Please print each entry below exactly as it stands, but without any pictures.

- Saved entries -

########

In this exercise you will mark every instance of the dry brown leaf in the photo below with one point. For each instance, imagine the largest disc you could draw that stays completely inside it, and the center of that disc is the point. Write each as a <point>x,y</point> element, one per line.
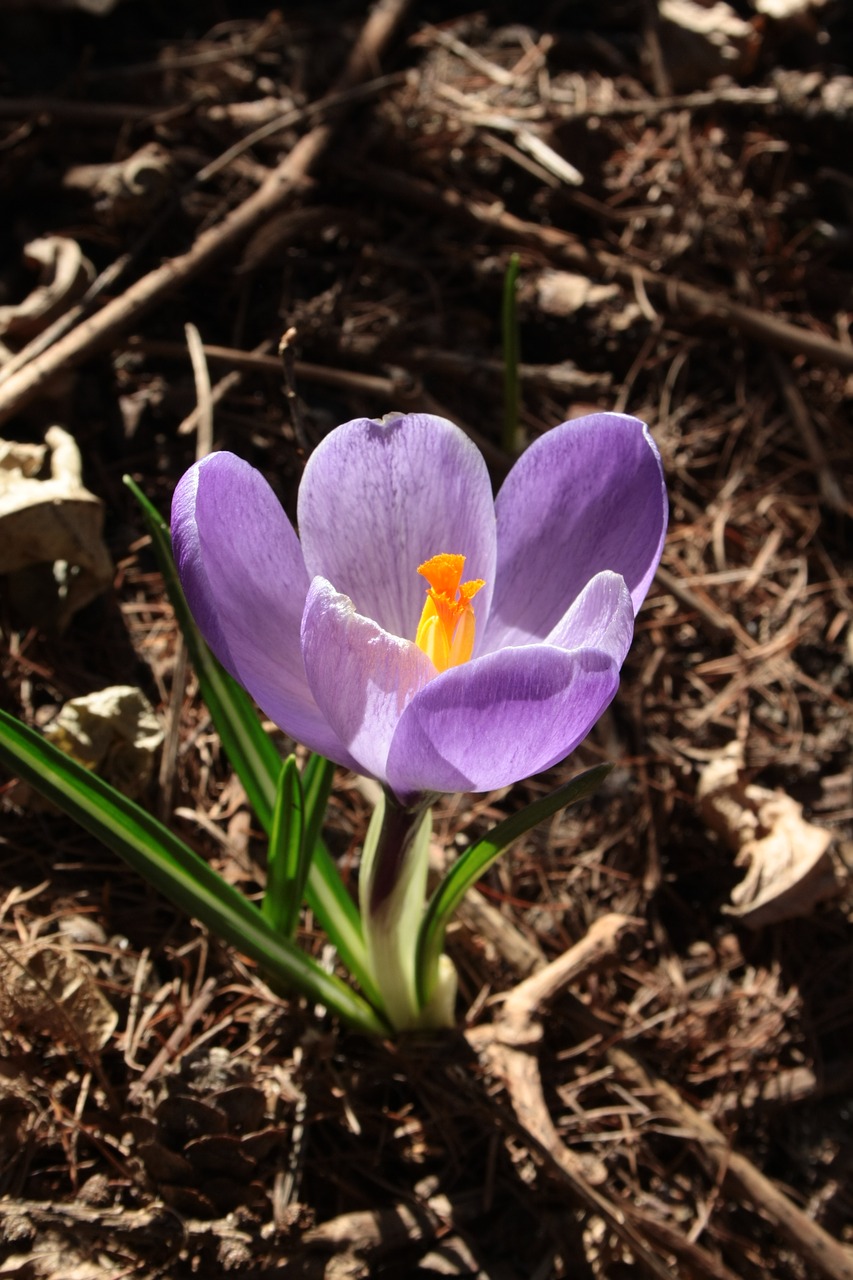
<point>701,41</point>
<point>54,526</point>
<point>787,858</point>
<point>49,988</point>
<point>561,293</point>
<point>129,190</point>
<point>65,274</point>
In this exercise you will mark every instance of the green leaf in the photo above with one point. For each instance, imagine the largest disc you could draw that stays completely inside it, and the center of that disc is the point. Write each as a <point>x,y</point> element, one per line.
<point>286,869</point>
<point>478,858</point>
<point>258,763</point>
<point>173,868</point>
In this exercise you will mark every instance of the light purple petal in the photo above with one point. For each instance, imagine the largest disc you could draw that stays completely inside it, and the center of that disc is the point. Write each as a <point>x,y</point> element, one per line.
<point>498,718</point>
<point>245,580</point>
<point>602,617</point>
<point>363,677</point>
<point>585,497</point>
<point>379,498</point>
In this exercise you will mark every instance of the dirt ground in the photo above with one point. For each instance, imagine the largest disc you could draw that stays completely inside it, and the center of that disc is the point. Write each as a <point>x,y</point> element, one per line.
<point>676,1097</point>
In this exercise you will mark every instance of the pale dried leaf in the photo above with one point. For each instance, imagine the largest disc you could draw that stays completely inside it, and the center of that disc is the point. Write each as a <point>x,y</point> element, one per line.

########

- ANSWER SPACE -
In this exercise you will mark every instance of the dry brown leaf in the photo below with one point. For each instance, imagine the largest disc you could draw that stays completely inside it, and the center of that disc is the point. Write each as a <point>x,y</point> element, one per line.
<point>701,41</point>
<point>54,526</point>
<point>787,858</point>
<point>49,988</point>
<point>561,293</point>
<point>129,190</point>
<point>65,274</point>
In this exercise you will mark every instance of the green leaf in the photo above with one point. For each instance, imagine the largest disc you could draw that stays completely inside it, and the center of that disc is the point. Write each as a <point>x,y</point> element, one per line.
<point>286,869</point>
<point>478,858</point>
<point>258,763</point>
<point>173,868</point>
In this exercise you will mark every instance of the light purple petal in the photo above with one point. For each instance, imagine the largest disc you could draw that stays completely inside it, and the center of that disc is the point. Write each as a <point>x,y</point> element, one per line.
<point>498,718</point>
<point>245,580</point>
<point>602,617</point>
<point>363,677</point>
<point>585,497</point>
<point>379,498</point>
In this exercise you will mark every instance of the dirt ground in the photo above with one point. For each instance, imagine the largest disc you could draw that stays completely inside it, and the center of that disc is the point. Write each as a <point>x,y</point> element, one per line.
<point>676,1097</point>
In this exercise you will mark every instance of the pale dried leaf in the photo above with one point. For each instance, imagine the largest disc you could draw that stays completely inside it, and the center of that disc is the point. Write each as a <point>x,y</point> element, one per line.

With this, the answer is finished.